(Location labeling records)
● ● ●

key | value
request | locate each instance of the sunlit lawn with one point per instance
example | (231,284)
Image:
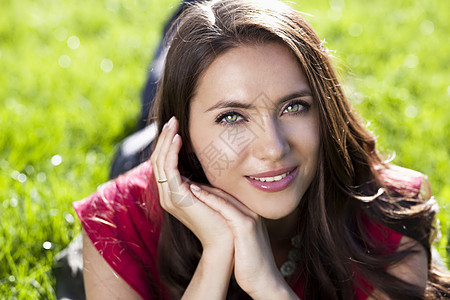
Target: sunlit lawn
(71,73)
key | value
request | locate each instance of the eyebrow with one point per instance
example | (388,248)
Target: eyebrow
(238,104)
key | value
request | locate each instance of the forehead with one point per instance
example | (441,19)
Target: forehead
(245,72)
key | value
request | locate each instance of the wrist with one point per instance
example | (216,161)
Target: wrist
(275,289)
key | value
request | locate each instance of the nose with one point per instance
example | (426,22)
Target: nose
(272,143)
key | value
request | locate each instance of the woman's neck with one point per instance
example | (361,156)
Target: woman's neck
(282,229)
(280,233)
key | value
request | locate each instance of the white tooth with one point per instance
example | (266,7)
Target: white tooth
(271,179)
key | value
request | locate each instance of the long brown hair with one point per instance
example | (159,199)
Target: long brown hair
(348,175)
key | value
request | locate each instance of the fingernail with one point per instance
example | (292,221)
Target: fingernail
(173,140)
(171,121)
(194,188)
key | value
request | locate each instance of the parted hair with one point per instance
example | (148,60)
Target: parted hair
(350,183)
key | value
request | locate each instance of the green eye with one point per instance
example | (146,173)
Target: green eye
(231,118)
(295,107)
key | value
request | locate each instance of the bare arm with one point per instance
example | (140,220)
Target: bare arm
(100,280)
(412,269)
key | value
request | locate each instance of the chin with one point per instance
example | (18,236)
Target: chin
(276,213)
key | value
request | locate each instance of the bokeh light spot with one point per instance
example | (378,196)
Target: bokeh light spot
(22,178)
(60,34)
(64,61)
(427,27)
(41,177)
(411,61)
(47,245)
(13,202)
(56,160)
(69,218)
(106,65)
(411,111)
(73,42)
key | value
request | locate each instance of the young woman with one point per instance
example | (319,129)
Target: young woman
(263,183)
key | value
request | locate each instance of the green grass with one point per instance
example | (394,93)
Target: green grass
(57,102)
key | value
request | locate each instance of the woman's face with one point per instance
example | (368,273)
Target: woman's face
(254,127)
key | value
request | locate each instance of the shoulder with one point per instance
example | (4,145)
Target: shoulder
(133,195)
(412,269)
(121,221)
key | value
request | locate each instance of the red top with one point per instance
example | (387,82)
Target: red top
(123,220)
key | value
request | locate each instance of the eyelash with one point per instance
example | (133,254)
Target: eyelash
(221,118)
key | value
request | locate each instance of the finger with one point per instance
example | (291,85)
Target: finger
(179,190)
(235,217)
(155,157)
(164,144)
(221,193)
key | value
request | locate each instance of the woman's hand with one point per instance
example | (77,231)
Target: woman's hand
(176,198)
(254,265)
(212,275)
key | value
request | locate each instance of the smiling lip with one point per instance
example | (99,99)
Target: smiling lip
(273,181)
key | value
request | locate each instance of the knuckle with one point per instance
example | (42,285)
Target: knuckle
(248,224)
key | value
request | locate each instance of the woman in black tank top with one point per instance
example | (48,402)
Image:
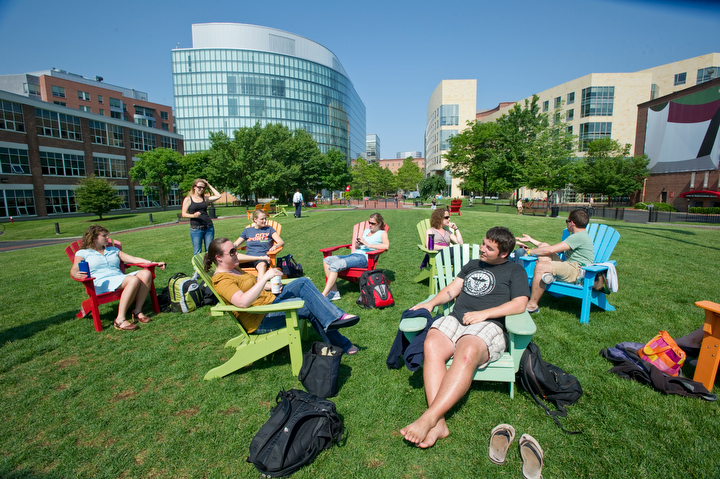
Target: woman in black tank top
(195,207)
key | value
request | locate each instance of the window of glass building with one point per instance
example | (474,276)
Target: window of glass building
(593,131)
(449,115)
(60,201)
(597,101)
(62,164)
(109,167)
(13,160)
(12,117)
(17,203)
(680,78)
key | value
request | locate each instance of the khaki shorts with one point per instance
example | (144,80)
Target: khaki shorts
(489,332)
(565,271)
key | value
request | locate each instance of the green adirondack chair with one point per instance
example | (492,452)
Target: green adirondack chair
(520,327)
(252,347)
(429,271)
(604,239)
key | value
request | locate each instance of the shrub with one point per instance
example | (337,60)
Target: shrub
(705,211)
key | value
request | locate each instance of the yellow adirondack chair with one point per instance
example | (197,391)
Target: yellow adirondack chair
(252,347)
(520,327)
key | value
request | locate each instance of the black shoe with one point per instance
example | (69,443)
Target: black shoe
(345,321)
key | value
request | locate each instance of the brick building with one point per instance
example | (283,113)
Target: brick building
(45,149)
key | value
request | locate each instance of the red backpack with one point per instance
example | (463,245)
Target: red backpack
(375,290)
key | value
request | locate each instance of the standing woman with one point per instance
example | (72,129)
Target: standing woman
(444,231)
(195,207)
(373,239)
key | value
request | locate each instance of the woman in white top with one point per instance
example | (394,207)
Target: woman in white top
(373,239)
(443,231)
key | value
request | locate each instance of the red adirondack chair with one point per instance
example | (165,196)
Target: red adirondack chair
(353,274)
(94,300)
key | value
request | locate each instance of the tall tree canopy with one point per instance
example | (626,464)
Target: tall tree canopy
(158,171)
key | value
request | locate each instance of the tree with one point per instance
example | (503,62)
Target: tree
(609,169)
(158,171)
(96,195)
(409,175)
(474,157)
(432,185)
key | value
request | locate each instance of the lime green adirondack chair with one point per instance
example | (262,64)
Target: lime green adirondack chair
(429,271)
(520,327)
(252,347)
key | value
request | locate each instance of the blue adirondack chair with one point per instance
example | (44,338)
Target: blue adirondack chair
(520,327)
(604,239)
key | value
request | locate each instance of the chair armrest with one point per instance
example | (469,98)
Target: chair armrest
(328,251)
(520,324)
(709,306)
(219,309)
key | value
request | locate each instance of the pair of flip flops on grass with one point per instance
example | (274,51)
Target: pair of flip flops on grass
(502,437)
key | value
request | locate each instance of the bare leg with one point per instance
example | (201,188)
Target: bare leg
(542,266)
(444,388)
(130,285)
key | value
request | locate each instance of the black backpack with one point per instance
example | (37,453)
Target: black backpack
(300,426)
(548,381)
(374,290)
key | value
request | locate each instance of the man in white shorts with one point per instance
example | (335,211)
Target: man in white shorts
(485,290)
(579,252)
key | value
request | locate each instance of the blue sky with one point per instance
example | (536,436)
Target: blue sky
(395,52)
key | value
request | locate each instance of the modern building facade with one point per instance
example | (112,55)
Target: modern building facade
(451,106)
(46,149)
(236,75)
(63,88)
(372,148)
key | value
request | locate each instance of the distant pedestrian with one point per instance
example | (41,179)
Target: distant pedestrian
(297,201)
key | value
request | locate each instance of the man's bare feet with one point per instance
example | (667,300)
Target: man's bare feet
(417,431)
(438,432)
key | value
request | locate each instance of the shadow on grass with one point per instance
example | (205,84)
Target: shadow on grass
(24,331)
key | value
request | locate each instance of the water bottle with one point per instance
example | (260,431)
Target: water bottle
(84,267)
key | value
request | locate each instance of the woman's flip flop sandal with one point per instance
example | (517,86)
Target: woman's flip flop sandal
(501,437)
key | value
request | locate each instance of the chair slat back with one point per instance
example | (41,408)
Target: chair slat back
(423,226)
(358,230)
(76,246)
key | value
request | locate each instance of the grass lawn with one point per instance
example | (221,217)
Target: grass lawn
(76,403)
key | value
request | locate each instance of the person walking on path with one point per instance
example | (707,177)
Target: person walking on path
(297,201)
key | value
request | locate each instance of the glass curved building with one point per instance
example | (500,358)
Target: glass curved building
(236,75)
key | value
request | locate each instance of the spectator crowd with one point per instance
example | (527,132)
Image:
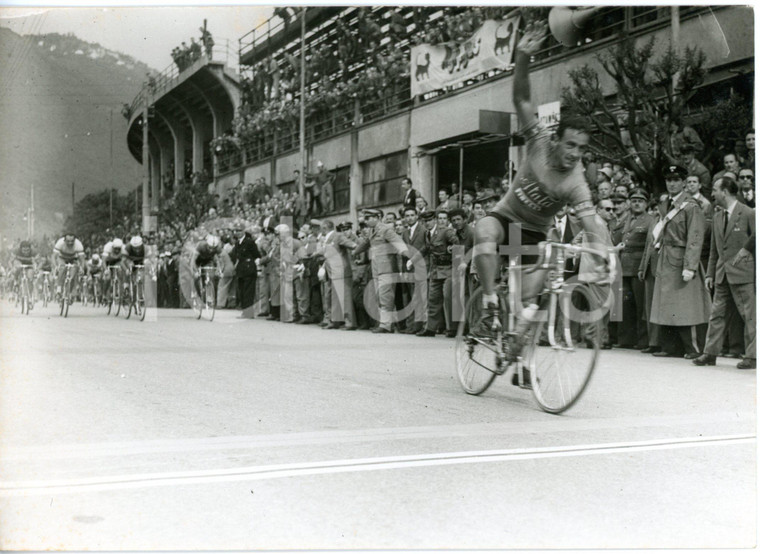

● ● ●

## What needs to be done:
Return each line in the entries above that includes the string "path".

## Output of the task:
request | locate each instance of the person walking on path with one point per instance
Target: person walking on path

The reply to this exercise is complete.